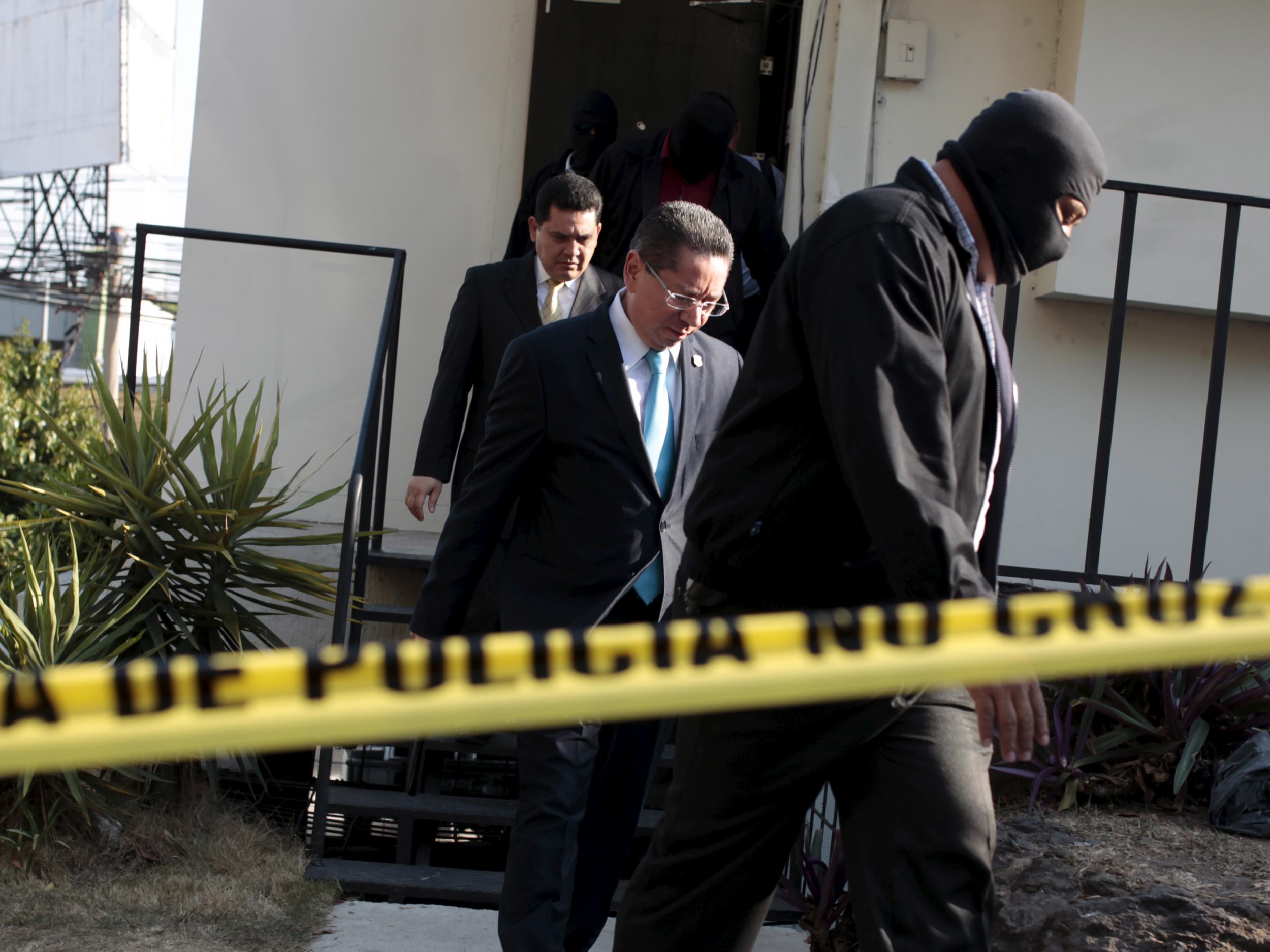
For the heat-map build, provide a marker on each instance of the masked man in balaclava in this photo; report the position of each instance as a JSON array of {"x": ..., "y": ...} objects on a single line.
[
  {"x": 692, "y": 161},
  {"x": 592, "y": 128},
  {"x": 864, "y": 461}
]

Written problem:
Please print the listing above word for word, leaving out the pictures.

Result of the task:
For the heat-map build, provide a marker on each instance of the masked man in balaclava in this photo; report the position of each instance as a JSON array of {"x": ..., "y": ...} objects on a single line.
[
  {"x": 692, "y": 161},
  {"x": 592, "y": 128},
  {"x": 864, "y": 461}
]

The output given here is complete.